ときどき隣街の喫茶店へ行く。
純喫茶である。
カウンターには三人座れる。
二人がけのテーブル席は三セットある。
マスターがペーパードリップでコーヒーを淹れてくれる。
とても美味しい。
高校生の頃、ある純喫茶店でアルバイトをしていた。
広さは十五畳くらいだった。
やはりコーヒーが美味しい店だった。
コーヒーを淹れていたのは、マスターともう一人の先輩だけだ。
二人だけがカウンターの中へは入ることができた。
アルバイトの時間帯は、主に十七時ごろから二十一時半くらいまでだった。
夏休みなどは、昼間に行くこともあった。
今でも印象に残っているお客さんたちがたくさんいる。
週に三回くらい、二十時ごろになると来店する女性がいた。
四十歳くらいにみえた。
空いていれば、いつも入口から二つめのカウンター席に座った。
「ブレンドをください」
注文は毎回同じだった。
少し疲れたような、でも優しい声だった。
先輩がコーヒーを落としているあいだ、女性は必ず楽譜をみていた。
ピアノ譜らしい。
「近くのバーで演奏をしているみたいだよ」
先輩がそう教えてくれた。
とても綺麗な人だった。
「いつか演奏をきいてみたい」
大人の雰囲気に憧れた。
「○○スタジオへ行ってきて」
出前に行くこともあった。
店の前の国道を進み、それから横道へ入る。
そうすると、写真スタジオがいくつもあったのだ。
「今日は、誰がいるんだろう」
この出前はワクワクした。
初めてスタジオへ運んだときは、目が点になった。
「そのテーブルに置いて下さい」
スタッフらしき人に指示された。
御代もいただいた。
しかし、足が出口にむかわなかった。
「もうさがってください」
そういわれて我にかえった。
仕事のことを忘れて無自覚ながら見入ってしまっていたのだ。
すぐ目の前にいたのが、後藤久美子さんだったのである。
「これがモデルさんなのか」
自分と年齢はたいして違わない。
それなに、全く異次元の人だった。
余りにも雰囲気が違いすぎて驚いた。
「アイスコーヒーをください」
いつも笑顔で注文してくれる人がいた。
とても親しみやすい方だった。
- - - - - - -
設問 →
1 > 純喫茶の思い出の文章によると、高校生の頃にアルバイトをしていた店の広さはどれくらいだったか。
2 > 純喫茶の思い出の文章を二文で要約せよ。
3 > 純喫茶の思い出の文章を、最後の文の後から書き進めてください。
ここから先の行は、純喫茶の思い出の文章とは別の出典から取ったものだ。
- - - - - - -
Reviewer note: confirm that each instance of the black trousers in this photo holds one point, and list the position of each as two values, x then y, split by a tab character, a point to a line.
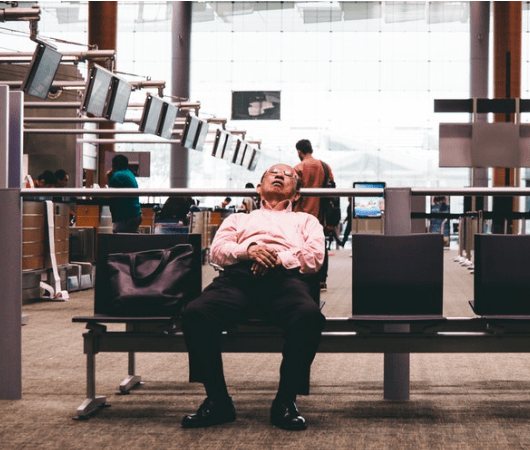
280	296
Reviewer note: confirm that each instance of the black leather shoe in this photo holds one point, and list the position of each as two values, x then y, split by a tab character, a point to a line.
211	413
285	415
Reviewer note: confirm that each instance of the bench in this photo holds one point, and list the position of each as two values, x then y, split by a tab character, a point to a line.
388	314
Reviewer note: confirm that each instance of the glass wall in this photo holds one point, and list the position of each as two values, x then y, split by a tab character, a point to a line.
358	79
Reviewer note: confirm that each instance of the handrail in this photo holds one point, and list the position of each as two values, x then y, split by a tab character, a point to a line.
313	192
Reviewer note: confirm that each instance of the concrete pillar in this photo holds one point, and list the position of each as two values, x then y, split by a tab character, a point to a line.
180	84
102	31
479	69
507	37
397	365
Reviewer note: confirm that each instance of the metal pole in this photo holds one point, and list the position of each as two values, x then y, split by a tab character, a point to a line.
4	135
16	143
397	365
180	85
479	34
11	295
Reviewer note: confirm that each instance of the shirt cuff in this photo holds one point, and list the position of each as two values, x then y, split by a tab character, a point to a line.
289	260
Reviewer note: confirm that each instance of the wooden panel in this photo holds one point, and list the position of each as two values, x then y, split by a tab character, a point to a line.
87	216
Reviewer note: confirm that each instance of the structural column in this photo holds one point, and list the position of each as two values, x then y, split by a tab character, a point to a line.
180	83
11	250
397	365
102	31
507	30
479	69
- - - - - - -
解答 →
1 > 十五畳くらいだった。

2 > 筆者は高校生の頃に純喫茶でアルバイトをしており、今でも印象に残っている客がたくさんいる。楽譜をみながらブレンドを注文する女性客や、出前先の写真スタジオで思わず見入ってしまった後藤久美子さんのことが語られている。

3 >
五十歳くらいの白人男性である。
時間は十時ごろか十五時ごろだった。
その方は、喫茶店の近くで骨董品店をかまえていた。
お店へ出前に行くこともあった。
ならべられてある品は、日本のものが多かった。
ときおり品物を詳しく説明してくれることもあった。
初めて階段箪笥を知ったのはこのお店だった。
世間話もよくした。
「勉強は何がすきなの?」
「好きな子はいるの?」
こちらからも質問した。
「いつから日本にいるのですか?」
「アメリカのどこからいらしたのですか?」
日本語がとても上手な方だった。
だから会話は全て日本語だった。
ただ、ときおり滑らかな英語が交じることがあった。
もちろん簡単な言葉である。
「本物の英語がききとれたぞ」
それでも、異国の雰囲気に浸れて嬉しかった。
隣まちの喫茶店へ行くと、高校生の頃のことがいろいろと思い出せる。
コーヒーの香りとともに記憶が甦ってくる。
悩んでいたことも、夢中になっていたことも、落ち込んだことも……。
私には、タイムマシンのようなお店である。
お釈迦さまの御教えに以下の言葉があります。
『みずからは清き者となり、互いに思いやりをもって、清らかな人々と共に住むようにせよ。そこで、聡明な者どもが、ともに仲良くして、苦悩を終滅せしめるであろう』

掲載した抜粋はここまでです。